**SUPPLIED PASSAGE**

⁂

Women in our Church are telling us that God is calling them to the
priesthood. Who are we, as men, to say to women, “Our call is
valid, but yours is not.” Who are we to tamper with God’s call?

Sexism, like racism, is a sin. And no matter how hard or how long
we may try to justify discrimination, in the end, it is always
immoral.

Hundreds of Catholic churches in the U.S. are closing because of a
shortage of priests. Yet there are hundreds of committed and
prophetic women telling us that God is calling them to serve our
Church as priests.

If we are to have a vibrant, healthy Church rooted in the
teachings of our Savior, we need the faith, wisdom, experience,
compassion and courage of women in the priesthood.

Conscience is very sacred. Conscience gives us a sense of right
and wrong and urges us to do the right thing. Conscience is what
compelled Franz Jagerstatter, a humble Austrian farmer, husband
and father of four young children, to refuse to join Hitler’s
army, which led to his execution. Conscience is what compelled
Rosa Parks to say she could no longer sit in the back of the bus.
Conscience is what compels women in our Church to say they cannot
be silent and deny their call from God to the priesthood.
Conscience is what compelled my dear mother and father, now 95, to
always strive to do the right things as faithful Catholics raising
four children. And after much prayer, reflection and discernment,
it is my conscience that compels me to do the right thing. I
cannot recant my belief and public statements that support the
ordination of women in our Church.

Working and struggling for peace and justice are an integral part
of our faith. For this reason, I speak out against the war in
Iraq. And for the last eighteen years, I have been speaking out
against the atrocities and suffering caused by the School of the
Americas (SOA). Eight years ago, while in Rome for a conference on
peace and justice, I was invited to speak about the SOA on Vatican
Radio. During the interview, I stated that I could not address the
injustice of the SOA and remain silent about injustice in my
Church. I ended the interview by saying, “There will never be
justice in the Catholic Church until women can be ordained.” I
remain committed to this belief today.

Having an all male clergy implies that men are worthy to be
Catholic priests, but women are not.

According to USA TODAY (Feb. 28, 2008) in the United States alone,
nearly 5,000 Catholic priests have sexually abused more than
12,000 children. Many bishops, aware of the abuse, remained
silent. These priests and bishops were not excommunicated. Yet the
women in our Church who are called by God and are ordained to
serve God’s people, and the priests and bishops who support them,
are excommunicated.

Silence is the voice of complicity. Therefore, I call on all
Catholics, fellow priests, bishops, Pope Benedict XVI and all
Church leaders at the Vatican, to speak loudly on this grave
injustice of excluding women from the priesthood.

Archbishop Oscar Romero of El Salvador was assassinated because of
his defense of the oppressed. He said, “Let those who have a
voice, speak out for the voiceless.”

Our loving God has given us a voice. Let us speak clearly and
boldly and walk in solidarity as Jesus would, with the women in
our Church who are being called by God to the priesthood.

In Peace and Justice,
Rev. Roy Bourgeois, M.M.
PO Box 3330, Columbus, GA 31903

Bourgeois homily: ‘Conscience compels us to be here today’

Homily text of Father Roy Bourgeois
Published:
August 9, 2008

Lexington, Kentucky

When I met Janice Sevre-Duszynska years ago in the SOA Watch
movement, she spoke about her journey of faith and her call to be
ordained in the Catholic church.

⁂

**DATA LINES**
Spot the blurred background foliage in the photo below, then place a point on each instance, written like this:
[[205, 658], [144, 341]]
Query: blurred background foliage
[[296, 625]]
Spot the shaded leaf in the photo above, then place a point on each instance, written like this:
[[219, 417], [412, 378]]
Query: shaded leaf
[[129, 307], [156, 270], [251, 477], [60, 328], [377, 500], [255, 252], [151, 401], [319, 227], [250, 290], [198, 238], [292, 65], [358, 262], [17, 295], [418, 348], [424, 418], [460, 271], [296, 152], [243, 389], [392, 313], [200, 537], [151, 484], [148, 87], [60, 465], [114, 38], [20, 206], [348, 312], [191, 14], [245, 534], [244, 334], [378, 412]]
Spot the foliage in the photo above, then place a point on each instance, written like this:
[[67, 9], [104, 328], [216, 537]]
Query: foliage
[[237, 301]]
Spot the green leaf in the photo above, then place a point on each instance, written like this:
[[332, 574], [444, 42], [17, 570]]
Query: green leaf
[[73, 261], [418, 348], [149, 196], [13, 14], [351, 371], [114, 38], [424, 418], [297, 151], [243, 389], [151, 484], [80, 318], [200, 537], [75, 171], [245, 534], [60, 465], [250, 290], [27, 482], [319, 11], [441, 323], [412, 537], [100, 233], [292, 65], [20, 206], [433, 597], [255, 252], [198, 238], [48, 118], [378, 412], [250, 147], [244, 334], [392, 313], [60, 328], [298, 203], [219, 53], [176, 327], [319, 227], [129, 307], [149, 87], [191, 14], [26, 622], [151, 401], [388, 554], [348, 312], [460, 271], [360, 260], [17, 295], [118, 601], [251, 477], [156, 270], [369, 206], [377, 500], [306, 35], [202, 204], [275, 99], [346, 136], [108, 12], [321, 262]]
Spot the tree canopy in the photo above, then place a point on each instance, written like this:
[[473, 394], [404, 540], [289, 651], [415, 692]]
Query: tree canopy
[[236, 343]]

⁂

**YOUR TASKS**
[A] Rewrite the text on women's ordination starting with "Conscience is very" and going on through "of the bus.", replacing "humble" with "modest".
[B] Answer these questions using the text on women's ordination:
(i) According to the text, why are hundreds of Catholic churches in the U.S. closing?
(ii) On which radio station was the writer invited to speak about the SOA while in Rome?
(iii) Who was assassinated because of his defense of the oppressed?
[C] Continue the text on women's ordination from the point where it stops.

**TASK-BY-TASK RESULTS**
[A]
Conscience is very sacred. Conscience gives us a sense of right
and wrong and urges us to do the right thing. Conscience is what
compelled Franz Jagerstatter, a modest Austrian farmer, husband
and father of four young children, to refuse to join Hitler’s
army, which led to his execution. Conscience is what compelled
Rosa Parks to say she could no longer sit in the back of the bus.

[B]
(i) Because of a shortage of priests.
(ii) Vatican Radio.
(iii) Archbishop Oscar Romero of El Salvador.

[C]
That day has arrived. And we are here to share in her joy and to
support Janice in her call to the priesthood.

As we know, the ordination of women in the Catholic church is a
controversial issue. Ten years ago I wrote the following letter to
my Maryknoll community about why women should be ordained. It was
published in the Maryknoll newsletter under the headline “No One
Likes a Bully.”

In prison one has a lot of time for long thoughts and long
prayers. Among my thoughts has been the issue of the ordination of
women in the Catholic church.

Years ago, while in the military, I felt called to the priesthood
and entered Maryknoll. Today I have women friends who say God is
calling them to the priesthood. Who are we to judge their calling?
As people of faith, we believe that a person’s call to ministry is
initiated by God and is something sacred. Who among us has the
right to tamper with God’s call?

In my 26 years as a priest, it is my experience that we need the
wisdom, sensitivity, experiences, compassion and courage of women
in the priesthood if our church is to be healthy and complete.

Sexism is a sin. However, [according to] the idea of Joan
Chittister, the problem is not so much with sexism as it is with
the perception of God held by those who oppose the ordination of
women. As people of faith we profess that God is all powerful and
the source of life. Yet, when it comes to women being ordained, it
seems that opponents are saying that this same God who is all
powerful and created the heavens and the earth and can bring the
dead back to life, somehow, cannot empower a woman to be a priest.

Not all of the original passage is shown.